══ Extrait ══

Former les jeunes aux métiers de la transition énergétique : une urgence nationale

Un enjeu stratégique pour notre souveraineté énergétique

Face à l’urgence climatique et au besoin croissant d’indépendance énergétique, la France s’est engagée dans une ambitieuse transition énergétique. Mais derrière les chiffres et les déclarations d’intention se cache une réalité préoccupante : sans main-d’œuvre qualifiée, la transition restera un vœu pieux.

Installer des panneaux solaires, isoler les bâtiments, développer des réseaux de chaleur ou encore moderniser nos infrastructures électriques, tout cela nécessite des compétences techniques précises. Or, nous faisons face à une pénurie majeure : selon une étude de France Stratégie en 2022, plus de 300 000 emplois liés à la transition énergétique devront être pourvus d’ici 2030. Aujourd’hui, les filières peinent déjà à recruter. Le besoin est immédiat, massif et durable.

Former les jeunes à ces métiers, c’est répondre à trois urgences en une : environnementale, économique et sociale. Il est temps de passer à l’action – concrètement et stratégiquement.

Des métiers en tension, pourtant porteurs de sens

La transition énergétique ne se résume pas à des technologies vertes. Elle repose sur des talents humains, dans des filières parfois trop méconnues ou sous-valorisées auprès des jeunes.

Parmi les métiers les plus recherchés :

  • Technicien en génie climatique et énergétique
  • Installateur de panneaux photovoltaïques
  • Ingénieur en efficacité énergétique du bâtiment
  • Chargé d’exploitation de réseau de chaleur
  • Spécialiste en rénovation thermique

Selon l’ADEME, plus de 100 000 professionnels du bâtiment devront être formés d’ici 2025 pour répondre aux objectifs de rénovation énergétique. À côté, les filières des énergies renouvelables (ENR) voient leur croissance accélérer : +16 % d’emplois dans l’éolien et +25 % dans le solaire entre 2020 et 2023, selon les chiffres du SER (Syndicat des énergies renouvelables).

Ces métiers offrent un emploi stable, un impact direct sur la lutte contre le changement climatique et, souvent, de belles perspectives d’évolution. Mais ils souffrent encore d’un déficit d’image.

═══

**Vos tâches:**
(1) D'après l'extrait, combien d'emplois liés à la transition énergétique devront être pourvus d'ici 2030 ?
(2) Recopiez à l'identique le passage de l'extrait qui va de « Face à l’urgence » jusqu'à « un vœu pieux. ».
Le matériel ci-dessous n'a aucun rapport avec l'extrait.

══ Données ══

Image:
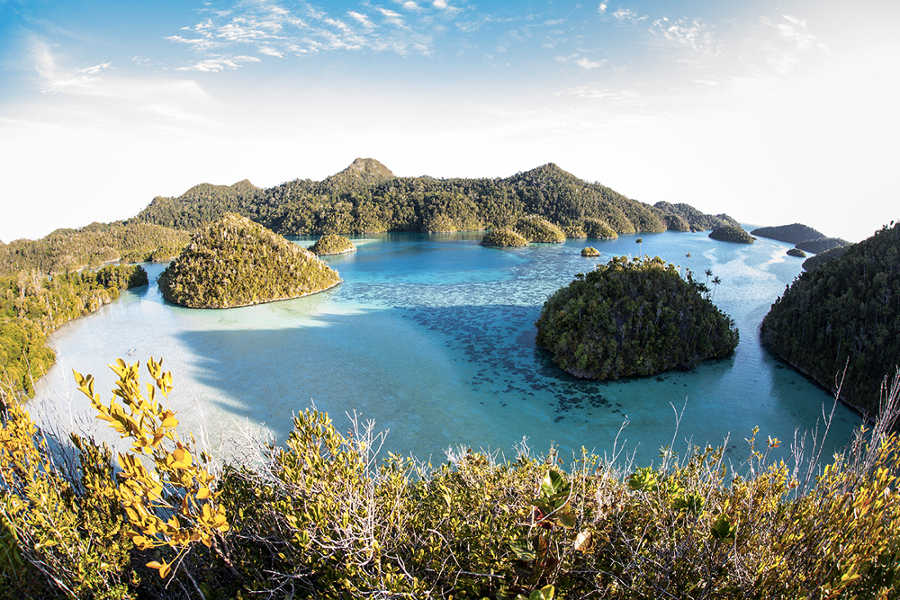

═══

**Corrigés détaillés:**
(1) Plus de 300 000 emplois.

(2)
Face à l’urgence climatique et au besoin croissant d’indépendance énergétique, la France s’est engagée dans une ambitieuse transition énergétique. Mais derrière les chiffres et les déclarations d’intention se cache une réalité préoccupante : sans main-d’œuvre qualifiée, la transition restera un vœu pieux.